PASSAGE PROVIDED:
I continue further and will pass many people all on their way to work, school or to see a friend or family member. The age range is a mix of old and young but the habits are the same.
I keep an eye on the ground to avoid stepping in the many pools of spit on the pavement, broken paving, rubbish and large holes in the uneven sidewalk.
This pavement was not there when I arrived so the few hundred fellow pedestrians walked alongside and dusty metal fence poorly nailed to the road. This meant mixing with bikes and cars and stepping over the crooked fixing mounts. To increase the uneasy feeling this situation provided, some people would travel in the opposite direction, so you had to pay full attention making it a long and tiring journey.
Now the path is finished to some degree and is shared by pedestrians on foot and cyclists. It is made from small, grey, paving slabs that are constantly being pulled up and put back poorly, leaving deep dips in the walking surface. On the side is a wall with space for flowers and trees, which have yet to be planted, leaving just dry dirt. The wall itself is made from larger slabs and is quite badly damaged already and parts have been stolen.

EXERCISES:
[A] Answer from the passage about the walk along the pavement:
(i) What does the narrator watch the ground to avoid stepping in or on?
(ii) Before the pavement existed, what did pedestrians walk alongside?
(iii) What is the finished path made from?
[B] Carry on the passage about the walk along the pavement, starting after its last sentence.
The material has no connection to the passage about the walk along the pavement.

STUDY MATERIAL:
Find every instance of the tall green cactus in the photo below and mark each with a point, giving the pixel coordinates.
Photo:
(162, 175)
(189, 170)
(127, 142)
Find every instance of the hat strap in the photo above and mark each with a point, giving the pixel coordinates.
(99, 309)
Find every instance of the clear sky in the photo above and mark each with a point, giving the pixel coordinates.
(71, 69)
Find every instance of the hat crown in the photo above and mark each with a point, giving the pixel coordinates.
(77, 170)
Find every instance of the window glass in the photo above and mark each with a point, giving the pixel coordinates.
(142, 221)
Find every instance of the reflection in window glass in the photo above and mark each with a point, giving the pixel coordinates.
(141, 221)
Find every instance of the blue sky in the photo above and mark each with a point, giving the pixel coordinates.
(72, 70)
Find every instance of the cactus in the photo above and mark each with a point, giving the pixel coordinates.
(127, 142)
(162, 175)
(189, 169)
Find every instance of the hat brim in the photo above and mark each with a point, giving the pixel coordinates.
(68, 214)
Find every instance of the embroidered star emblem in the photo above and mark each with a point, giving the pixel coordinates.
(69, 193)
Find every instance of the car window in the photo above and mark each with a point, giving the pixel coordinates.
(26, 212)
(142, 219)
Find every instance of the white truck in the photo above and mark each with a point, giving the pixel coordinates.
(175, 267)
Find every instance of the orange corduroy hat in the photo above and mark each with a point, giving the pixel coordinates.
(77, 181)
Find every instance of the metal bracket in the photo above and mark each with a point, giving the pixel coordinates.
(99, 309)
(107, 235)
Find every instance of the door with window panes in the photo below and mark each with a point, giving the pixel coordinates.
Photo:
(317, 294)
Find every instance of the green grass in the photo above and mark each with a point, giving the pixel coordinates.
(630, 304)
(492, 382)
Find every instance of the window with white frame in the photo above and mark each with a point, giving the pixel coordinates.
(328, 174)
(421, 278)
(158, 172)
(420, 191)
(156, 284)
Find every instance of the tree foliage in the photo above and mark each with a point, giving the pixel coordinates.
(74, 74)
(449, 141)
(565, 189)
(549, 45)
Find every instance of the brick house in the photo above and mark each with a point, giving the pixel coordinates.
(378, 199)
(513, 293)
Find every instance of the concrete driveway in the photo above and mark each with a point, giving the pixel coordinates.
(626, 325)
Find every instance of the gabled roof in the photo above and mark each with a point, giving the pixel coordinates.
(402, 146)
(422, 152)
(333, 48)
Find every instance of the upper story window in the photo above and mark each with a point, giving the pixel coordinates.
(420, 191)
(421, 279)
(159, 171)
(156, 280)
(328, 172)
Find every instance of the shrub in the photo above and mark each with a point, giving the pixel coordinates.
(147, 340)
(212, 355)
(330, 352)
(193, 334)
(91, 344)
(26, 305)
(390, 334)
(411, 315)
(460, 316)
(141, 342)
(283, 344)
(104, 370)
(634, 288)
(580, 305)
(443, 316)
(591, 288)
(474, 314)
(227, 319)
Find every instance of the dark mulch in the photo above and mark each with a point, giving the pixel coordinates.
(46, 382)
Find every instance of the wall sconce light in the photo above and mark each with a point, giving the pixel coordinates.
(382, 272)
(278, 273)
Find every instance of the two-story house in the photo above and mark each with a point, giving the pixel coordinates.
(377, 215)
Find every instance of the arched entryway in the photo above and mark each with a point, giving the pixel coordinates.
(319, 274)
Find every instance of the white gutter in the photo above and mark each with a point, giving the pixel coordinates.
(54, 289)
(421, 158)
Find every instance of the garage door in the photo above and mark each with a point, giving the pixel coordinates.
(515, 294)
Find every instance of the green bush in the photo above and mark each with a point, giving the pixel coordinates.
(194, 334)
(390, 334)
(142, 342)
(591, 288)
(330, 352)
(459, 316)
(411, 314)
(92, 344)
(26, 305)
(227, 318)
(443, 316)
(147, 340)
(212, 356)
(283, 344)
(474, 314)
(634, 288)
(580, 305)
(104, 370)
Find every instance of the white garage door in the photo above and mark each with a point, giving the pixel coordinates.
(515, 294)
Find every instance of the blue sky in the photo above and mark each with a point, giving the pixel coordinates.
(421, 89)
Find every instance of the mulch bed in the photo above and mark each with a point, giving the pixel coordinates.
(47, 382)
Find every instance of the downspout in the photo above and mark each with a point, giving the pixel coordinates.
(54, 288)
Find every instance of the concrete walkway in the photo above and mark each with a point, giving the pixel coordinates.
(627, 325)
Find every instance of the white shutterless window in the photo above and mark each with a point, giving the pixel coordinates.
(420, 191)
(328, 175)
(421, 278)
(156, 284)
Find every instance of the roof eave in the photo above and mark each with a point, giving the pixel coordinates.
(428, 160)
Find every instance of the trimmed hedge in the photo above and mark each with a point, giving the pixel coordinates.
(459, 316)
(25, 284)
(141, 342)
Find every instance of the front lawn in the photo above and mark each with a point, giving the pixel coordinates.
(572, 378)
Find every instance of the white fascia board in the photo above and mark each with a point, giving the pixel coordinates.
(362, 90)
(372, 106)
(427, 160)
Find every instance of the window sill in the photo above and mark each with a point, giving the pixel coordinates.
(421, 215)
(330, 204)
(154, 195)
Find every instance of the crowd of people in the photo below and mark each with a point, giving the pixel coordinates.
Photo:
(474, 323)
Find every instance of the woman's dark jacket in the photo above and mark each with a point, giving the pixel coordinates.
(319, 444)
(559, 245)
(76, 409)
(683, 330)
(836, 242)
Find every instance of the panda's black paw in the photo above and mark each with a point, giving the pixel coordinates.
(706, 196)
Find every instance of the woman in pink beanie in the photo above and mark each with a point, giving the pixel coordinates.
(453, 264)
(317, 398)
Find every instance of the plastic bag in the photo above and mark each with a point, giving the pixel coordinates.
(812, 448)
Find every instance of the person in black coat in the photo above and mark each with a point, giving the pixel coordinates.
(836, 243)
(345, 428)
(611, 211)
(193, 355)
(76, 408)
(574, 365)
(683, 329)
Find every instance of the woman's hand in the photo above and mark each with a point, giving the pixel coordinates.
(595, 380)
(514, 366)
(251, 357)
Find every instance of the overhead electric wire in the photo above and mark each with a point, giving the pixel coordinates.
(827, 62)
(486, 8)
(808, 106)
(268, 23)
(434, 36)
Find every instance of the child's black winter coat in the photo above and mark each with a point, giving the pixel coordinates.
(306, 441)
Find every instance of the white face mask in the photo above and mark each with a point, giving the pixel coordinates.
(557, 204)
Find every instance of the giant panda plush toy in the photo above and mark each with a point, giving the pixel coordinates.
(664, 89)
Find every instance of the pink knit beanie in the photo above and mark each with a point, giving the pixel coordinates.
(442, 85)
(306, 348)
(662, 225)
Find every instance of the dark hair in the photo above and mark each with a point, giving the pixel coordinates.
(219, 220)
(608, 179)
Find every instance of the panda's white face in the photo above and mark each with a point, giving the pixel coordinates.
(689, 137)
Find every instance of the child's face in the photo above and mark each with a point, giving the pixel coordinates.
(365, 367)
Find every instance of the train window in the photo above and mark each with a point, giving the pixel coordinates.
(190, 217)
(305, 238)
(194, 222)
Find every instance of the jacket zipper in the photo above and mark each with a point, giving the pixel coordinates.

ANSWERS TO THIS EXERCISE:
[A]
(i) Pools of spit, broken paving, rubbish and large holes in the uneven sidewalk.
(ii) A dusty metal fence poorly nailed to the road.
(iii) Small, grey paving slabs.

[B]
As I get about half way on my left I can see the busy chaotic road and to my right rows of small shops and restaurants.
Another thing I keep my eye out for are mini tornados. They swarm all over the sidewalk and pick up the dust in ready supply and swirl it around blinding you, forcing you to cover your eyes and mouth. The dust comes mostly from the areas outside the rows of shops as they are not paved and are in fact just dirt. This is a major problem on the rare occasion it rains, with cars spinning their tyres and people ruining their shoes.
As I look down at my own shoes that I cleaned just this morning I can see that they are dusty already. But I’m used to this now and continue to sing along to my Walkman as I briskly walk on.
After a while I come to a wide crossing that I cross like everyone else, ignoring the lights and slowly making my way through the bikes and cars until I reach the other side.
I pass the xie wa fang subway entrance and carefully pass the bus station exit.
A short while later I pass some young school kids playing football with a cheap broken ball and come to a narrower stretch of sidewalk lined with shops. The most noticeable are a dumplings restaurant, a salon with towels drying in the dusty air outside on racks and bikes and another food outlet dispensing out of a small window. The smell here is revolting and you can see them mixing the dough outside the shop on this busy dirty street although business is good and they are as busy as always.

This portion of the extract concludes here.